### Gegeven opdracht 1
Neem het deel van de gegevens letterlijk over vanaf de regel met "Spot the gravel" tot en met het einde van de gegevens.

### Aangeleverde tekst
━━━━━━━━━━

Al in het begin van de twaalfde eeuw ging het verhaal rond dat het eerste gedicht hierboven ten onrechte in zijn geheel aan Michimasa werd toegeschreven. Het zou een voorbeeld zijn van de oervorm van het kettingvers (renga), waarbij slechts twee mensen elk één schakel maken: het zogenaamde ‘kort kettingvers’ (tanrenga 短連歌). Minamoto no Toshiyori 源俊頼 (var. Shunrai, 1055?-1129) behandelt in zijn omvangrijke Toshiyori’s poëtica (Toshiyori zuinō 俊頼髄脳) flink wat voorbeelden van zulke vroege kettingverzen. Onder andere noemt hij het kettinkje gemaakt door van Fujiwara no Masamichi en zijn vriend Fujiwara no Kanetsuna 藤原兼綱 (988-1058). Dat verhaal noopt tot een iets andere vertaling van het eerste deel van het gedicht: ‘helemaal samen’ (morotomo ni) slaat dan niet alleen op de dichter en de herfstbui, maar ook op twee hovelingen die samen een pelgrimage maken:

Masamichi van de derde hofrang:

            helemaal samen

                        trokken we door de bergen rond

                                    toen de herfstbui viel

Luitenant Kanetsuna:

            dat vallen op verval geen nut heeft

                        weet ze dat nou echt niet?

━━━━━━━━━━

### Te verwerken gegevens
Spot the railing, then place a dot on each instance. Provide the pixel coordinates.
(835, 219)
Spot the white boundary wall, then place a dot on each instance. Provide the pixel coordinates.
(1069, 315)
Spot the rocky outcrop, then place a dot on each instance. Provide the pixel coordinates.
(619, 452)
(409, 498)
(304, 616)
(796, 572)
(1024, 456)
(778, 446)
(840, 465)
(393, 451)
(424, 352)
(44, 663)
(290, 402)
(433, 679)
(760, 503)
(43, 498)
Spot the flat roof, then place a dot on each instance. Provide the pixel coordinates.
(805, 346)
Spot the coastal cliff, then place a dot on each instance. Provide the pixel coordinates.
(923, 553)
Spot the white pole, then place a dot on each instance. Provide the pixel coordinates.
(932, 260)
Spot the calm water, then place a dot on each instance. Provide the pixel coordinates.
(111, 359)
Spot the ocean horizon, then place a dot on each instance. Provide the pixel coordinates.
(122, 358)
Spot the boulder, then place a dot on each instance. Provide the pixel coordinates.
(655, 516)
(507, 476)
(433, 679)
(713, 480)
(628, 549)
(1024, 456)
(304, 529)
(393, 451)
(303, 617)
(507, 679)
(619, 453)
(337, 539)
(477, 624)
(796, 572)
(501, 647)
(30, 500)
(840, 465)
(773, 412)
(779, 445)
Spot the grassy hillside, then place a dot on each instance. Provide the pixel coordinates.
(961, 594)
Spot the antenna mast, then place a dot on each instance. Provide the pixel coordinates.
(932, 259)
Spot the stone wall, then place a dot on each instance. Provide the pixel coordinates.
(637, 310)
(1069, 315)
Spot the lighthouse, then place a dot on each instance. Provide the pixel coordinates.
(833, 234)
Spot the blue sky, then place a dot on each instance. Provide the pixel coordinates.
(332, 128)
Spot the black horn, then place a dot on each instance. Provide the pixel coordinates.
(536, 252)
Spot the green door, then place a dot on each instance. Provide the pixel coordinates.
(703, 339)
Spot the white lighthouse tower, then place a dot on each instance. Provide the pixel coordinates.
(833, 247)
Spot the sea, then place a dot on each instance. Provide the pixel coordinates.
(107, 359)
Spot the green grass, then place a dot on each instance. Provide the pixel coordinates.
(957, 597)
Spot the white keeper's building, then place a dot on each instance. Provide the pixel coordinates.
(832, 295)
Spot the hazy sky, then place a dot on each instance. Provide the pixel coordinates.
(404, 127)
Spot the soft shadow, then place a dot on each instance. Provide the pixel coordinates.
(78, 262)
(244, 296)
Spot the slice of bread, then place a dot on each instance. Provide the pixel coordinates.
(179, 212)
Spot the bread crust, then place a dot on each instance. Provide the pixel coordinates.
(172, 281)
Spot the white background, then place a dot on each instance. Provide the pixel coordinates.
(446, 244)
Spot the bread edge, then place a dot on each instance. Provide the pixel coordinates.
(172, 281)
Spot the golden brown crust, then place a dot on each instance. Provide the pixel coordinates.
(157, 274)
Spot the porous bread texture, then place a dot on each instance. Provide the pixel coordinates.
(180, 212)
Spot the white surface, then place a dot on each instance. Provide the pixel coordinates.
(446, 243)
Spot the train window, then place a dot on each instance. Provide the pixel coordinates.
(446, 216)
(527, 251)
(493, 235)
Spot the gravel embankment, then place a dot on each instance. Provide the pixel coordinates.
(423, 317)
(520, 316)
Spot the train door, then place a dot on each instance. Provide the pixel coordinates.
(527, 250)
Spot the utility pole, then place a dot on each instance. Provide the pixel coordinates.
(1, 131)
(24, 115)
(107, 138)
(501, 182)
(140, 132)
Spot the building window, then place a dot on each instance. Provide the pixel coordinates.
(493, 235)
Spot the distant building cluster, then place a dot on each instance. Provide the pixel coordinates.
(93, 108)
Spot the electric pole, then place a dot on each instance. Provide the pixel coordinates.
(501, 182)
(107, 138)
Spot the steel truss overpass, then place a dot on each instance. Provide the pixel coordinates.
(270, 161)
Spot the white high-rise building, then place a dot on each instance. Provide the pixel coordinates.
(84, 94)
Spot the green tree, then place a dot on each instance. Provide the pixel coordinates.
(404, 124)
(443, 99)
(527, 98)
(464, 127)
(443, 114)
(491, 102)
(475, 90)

━━━━━━━━━━

### Gegeven opdracht 2
Schrijf de volledige tekst over het kettingvers letterlijk uit.

### Antwoord 1
Spot the gravel embankment, then place a dot on each instance. Provide the pixel coordinates.
(423, 317)
(520, 316)
Spot the train door, then place a dot on each instance. Provide the pixel coordinates.
(527, 250)
Spot the utility pole, then place a dot on each instance. Provide the pixel coordinates.
(1, 131)
(24, 115)
(107, 138)
(501, 182)
(140, 132)
Spot the building window, then place a dot on each instance. Provide the pixel coordinates.
(493, 235)
Spot the distant building cluster, then place a dot on each instance. Provide the pixel coordinates.
(93, 108)
Spot the electric pole, then place a dot on each instance. Provide the pixel coordinates.
(501, 182)
(107, 138)
Spot the steel truss overpass, then place a dot on each instance. Provide the pixel coordinates.
(270, 161)
Spot the white high-rise building, then place a dot on each instance. Provide the pixel coordinates.
(84, 94)
Spot the green tree, then place a dot on each instance. Provide the pixel coordinates.
(404, 124)
(443, 99)
(527, 98)
(464, 127)
(443, 114)
(491, 102)
(475, 90)

### Antwoord 2
Al in het begin van de twaalfde eeuw ging het verhaal rond dat het eerste gedicht hierboven ten onrechte in zijn geheel aan Michimasa werd toegeschreven. Het zou een voorbeeld zijn van de oervorm van het kettingvers (renga), waarbij slechts twee mensen elk één schakel maken: het zogenaamde ‘kort kettingvers’ (tanrenga 短連歌). Minamoto no Toshiyori 源俊頼 (var. Shunrai, 1055?-1129) behandelt in zijn omvangrijke Toshiyori’s poëtica (Toshiyori zuinō 俊頼髄脳) flink wat voorbeelden van zulke vroege kettingverzen. Onder andere noemt hij het kettinkje gemaakt door van Fujiwara no Masamichi en zijn vriend Fujiwara no Kanetsuna 藤原兼綱 (988-1058). Dat verhaal noopt tot een iets andere vertaling van het eerste deel van het gedicht: ‘helemaal samen’ (morotomo ni) slaat dan niet alleen op de dichter en de herfstbui, maar ook op twee hovelingen die samen een pelgrimage maken:

Masamichi van de derde hofrang:

            helemaal samen

                        trokken we door de bergen rond

                                    toen de herfstbui viel

Luitenant Kanetsuna:

            dat vallen op verval geen nut heeft

                        weet ze dat nou echt niet?